▶ _Problem_
Rescale the lines below by repeating each one in full, requests included, with every point coordinate in the answers multiplied by 0.9 and rounded to a whole number (halves round up).

▶ _Input_
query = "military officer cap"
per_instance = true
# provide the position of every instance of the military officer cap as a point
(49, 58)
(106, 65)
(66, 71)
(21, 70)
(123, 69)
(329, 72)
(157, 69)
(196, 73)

▶ _Solved problem_
query = "military officer cap"
per_instance = true
# provide the position of every instance of the military officer cap as a point
(44, 52)
(95, 59)
(59, 64)
(19, 63)
(111, 62)
(296, 65)
(141, 62)
(176, 66)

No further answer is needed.